JOB: Extend the MSMBuilder documentation excerpt, starting right after its final function signature.

EXCERPTED TEXT:
## Begin
MSMBuilder models can be losslessly persisted to disk using Python’s pickle infrastructure. We recommend using the functions msmbuilder.utils.load() and msmbuilder.utils.dump() to load and save models respectively. The pickle format is not secure against malicious attacks. Don’t load MSMBuilder models from untrusted sources.

Functions

msmbuilder.dataset.dataset(path, mode='r', fmt=None, verbose=False, **kwargs)

Open a dataset object

MSMBuilder supports several dataset ‘formats’ for storing lists of sequences on disk.

This function can also be used as a context manager.

Parameters:

path : str

The path to the dataset on the filesystem

mode : {‘r’, ‘w’, ‘a’}

Open a dataset for reading, writing, or appending. Note that some formats only support a subset of these modes.

fmt : {‘dir-npy’, ‘hdf5’, ‘mdtraj’}

The format of the data on disk

dir-npy

A directory of binary numpy files, one file per sequence

hdf5

A single hdf5 file with each sequence as an array node

mdtraj

A read-only set of trajectory files that can be loaded with mdtraj

verbose : bool

Whether to print information about the dataset

msmbuilder.utils.dump(value, filename, compress=None, cache_size=None)
## End
DATASET CONTENT:
## Begin
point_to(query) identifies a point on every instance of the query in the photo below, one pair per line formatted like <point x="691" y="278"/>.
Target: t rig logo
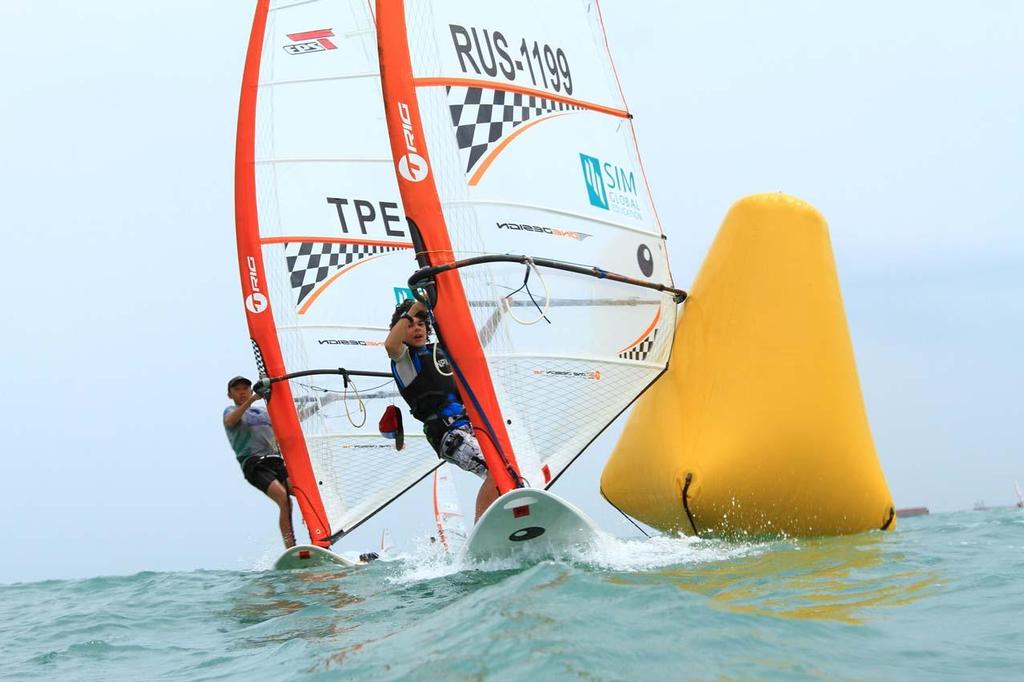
## End
OUTPUT FOR THIS EXERCISE:
Save an arbitrary python object using pickle.

Parameters:

value : any Python object

The object to store to disk using pickle.

filename : string

The name of the file in which it is to be stored

compress : None

No longer used

cache_size : positive number, optional

No longer used

See also

load
corresponding loader
msmbuilder.utils.load(filename)

Load an object that has been saved with dump.

We try to open it using the pickle protocol. As a fallback, we use joblib.load. Joblib was the default prior to msmbuilder v3.2

Parameters:

filename : string

The name of the file to load.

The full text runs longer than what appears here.